[Stored entries]
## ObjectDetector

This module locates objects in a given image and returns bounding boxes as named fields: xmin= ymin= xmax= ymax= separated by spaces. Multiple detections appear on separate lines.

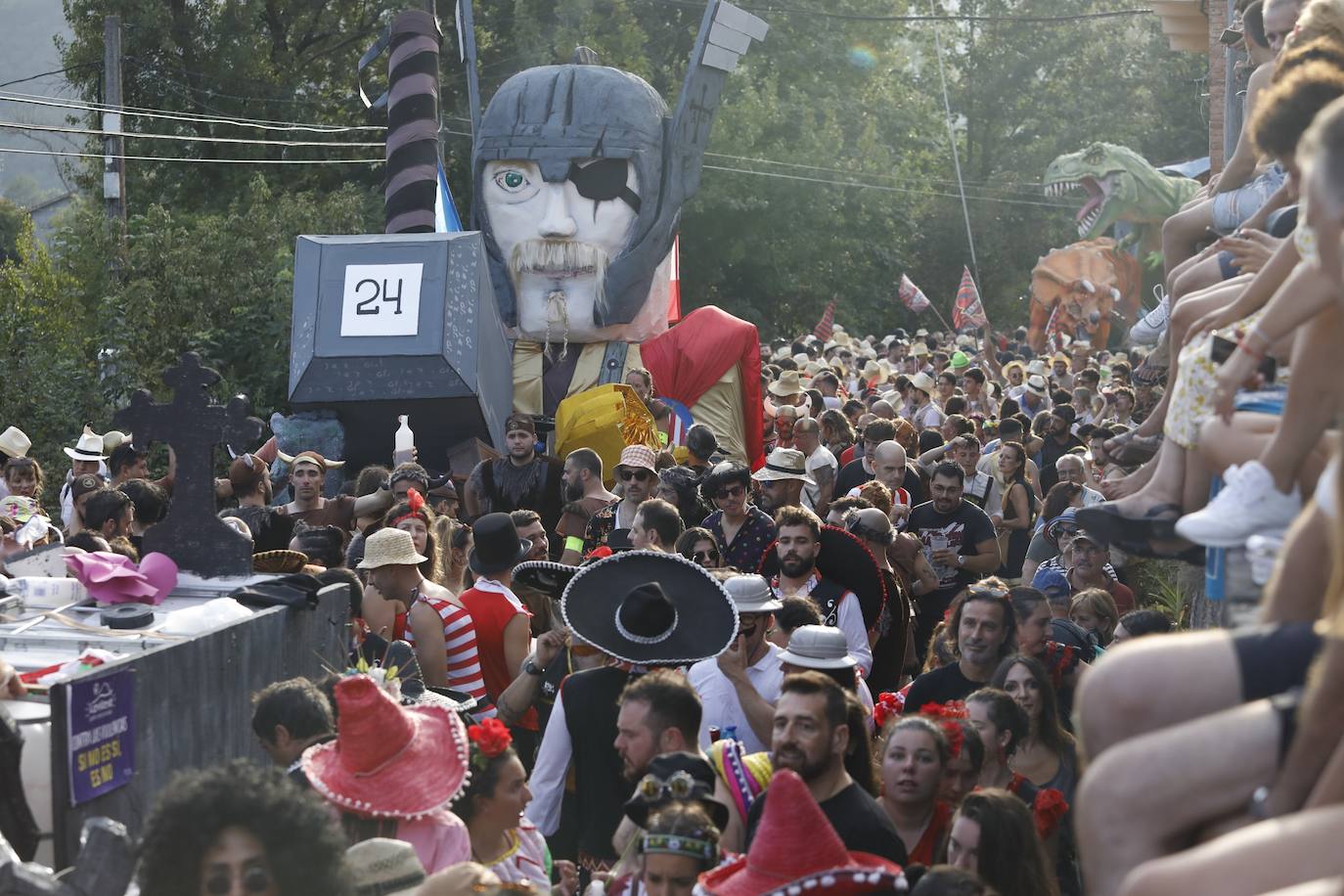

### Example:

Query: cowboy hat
xmin=301 ymin=676 xmax=470 ymax=820
xmin=751 ymin=449 xmax=817 ymax=485
xmin=0 ymin=426 xmax=32 ymax=457
xmin=757 ymin=525 xmax=887 ymax=629
xmin=357 ymin=529 xmax=427 ymax=569
xmin=780 ymin=626 xmax=859 ymax=669
xmin=700 ymin=769 xmax=901 ymax=896
xmin=467 ymin=515 xmax=529 ymax=576
xmin=560 ymin=551 xmax=738 ymax=665
xmin=345 ymin=837 xmax=425 ymax=896
xmin=769 ymin=371 xmax=808 ymax=398
xmin=61 ymin=424 xmax=108 ymax=461
xmin=514 ymin=560 xmax=579 ymax=601
xmin=910 ymin=371 xmax=938 ymax=395
xmin=723 ymin=572 xmax=784 ymax=616
xmin=625 ymin=752 xmax=729 ymax=830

### WHAT YOU NEED TO DO
Give the lines of the listing above as a numbered list, with blank lines left out and the pictures omitted.

### ANSWER FOR THE TASK
1. ## ObjectDetector
2. This module locates objects in a given image and returns bounding boxes as named fields: xmin= ymin= xmax= ymax= separated by spaces. Multiple detections appear on separate lines.
3. ### Example:
4. Query: cowboy hat
5. xmin=301 ymin=676 xmax=470 ymax=820
6. xmin=751 ymin=449 xmax=817 ymax=485
7. xmin=0 ymin=426 xmax=32 ymax=457
8. xmin=757 ymin=525 xmax=887 ymax=629
9. xmin=357 ymin=529 xmax=427 ymax=569
10. xmin=780 ymin=626 xmax=859 ymax=669
11. xmin=700 ymin=769 xmax=901 ymax=896
12. xmin=467 ymin=515 xmax=529 ymax=576
13. xmin=560 ymin=551 xmax=738 ymax=665
14. xmin=345 ymin=837 xmax=425 ymax=896
15. xmin=769 ymin=371 xmax=808 ymax=398
16. xmin=61 ymin=424 xmax=108 ymax=461
17. xmin=514 ymin=560 xmax=579 ymax=601
18. xmin=910 ymin=371 xmax=938 ymax=395
19. xmin=723 ymin=572 xmax=784 ymax=616
20. xmin=625 ymin=752 xmax=729 ymax=830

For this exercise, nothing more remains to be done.